● Exercise: Extract the full listing verbatim and drop any pictures from your copy.

● Data provided:
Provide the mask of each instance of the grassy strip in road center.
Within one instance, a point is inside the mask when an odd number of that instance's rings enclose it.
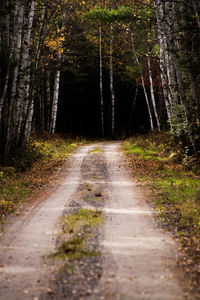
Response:
[[[102,147],[96,147],[94,149],[92,149],[90,152],[90,154],[94,154],[94,153],[103,153]]]
[[[60,246],[58,252],[51,257],[76,260],[85,256],[100,255],[99,252],[88,249],[87,240],[91,238],[93,228],[102,223],[103,215],[100,210],[80,208],[63,217]]]

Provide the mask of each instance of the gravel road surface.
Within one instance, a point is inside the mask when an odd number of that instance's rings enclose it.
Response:
[[[187,299],[178,246],[156,223],[119,146],[79,148],[58,188],[6,226],[0,236],[0,299]],[[87,242],[99,256],[52,261],[61,217],[80,207],[105,216]]]

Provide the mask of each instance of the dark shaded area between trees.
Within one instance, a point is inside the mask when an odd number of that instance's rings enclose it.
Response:
[[[73,136],[86,136],[91,138],[102,137],[100,102],[98,91],[98,77],[95,69],[90,74],[64,72],[61,77],[60,99],[56,130],[61,133],[71,133]],[[109,75],[105,74],[105,137],[111,137],[111,103],[109,91]],[[81,76],[81,75],[80,75]],[[78,86],[77,86],[78,82]],[[116,137],[126,137],[130,134],[142,134],[150,130],[148,124],[148,111],[146,110],[142,88],[133,116],[130,111],[135,93],[134,82],[123,78],[115,78],[116,82]]]

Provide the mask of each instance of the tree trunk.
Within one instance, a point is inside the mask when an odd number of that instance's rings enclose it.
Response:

● Solution for this problem:
Provide the mask of each instance of the grassy strip in road center.
Within one instance, a point is inside the mask when an odd number of that instance's rings enclose it.
Response:
[[[102,147],[96,147],[94,149],[92,149],[90,152],[90,154],[94,154],[94,153],[103,153]]]
[[[60,246],[58,252],[51,257],[76,260],[85,256],[100,255],[99,252],[88,249],[87,240],[91,238],[93,228],[102,223],[103,215],[100,210],[80,208],[63,217]]]

Provide the mask of each instance of the gravel road surface.
Within one instance, a point is inside the mask when an odd number of that instance's rings enclose it.
Response:
[[[187,299],[178,246],[156,223],[119,146],[79,148],[58,188],[6,226],[0,236],[0,299]],[[87,242],[99,256],[52,261],[61,217],[80,207],[105,216]]]

Provide the mask of each instance of the dark shaded area between trees.
Within one instance, a point is inside the mask when an odd number of that instance's rings enclose it.
Response:
[[[73,136],[86,136],[91,138],[102,137],[100,102],[98,91],[98,77],[95,69],[90,74],[64,72],[61,77],[60,99],[56,130],[61,133],[71,133]],[[109,75],[105,74],[105,137],[111,137],[111,103],[109,91]],[[81,76],[81,75],[80,75]],[[78,86],[77,86],[78,82]],[[116,137],[126,137],[130,134],[142,134],[150,130],[148,124],[148,111],[146,110],[142,88],[133,116],[130,111],[135,93],[134,82],[123,78],[115,78],[116,82]]]

Provide the mask of each instance of the tree trunk.
Within one instance, a point is inside the mask when an odd number of that instance's rings enclose it.
Response:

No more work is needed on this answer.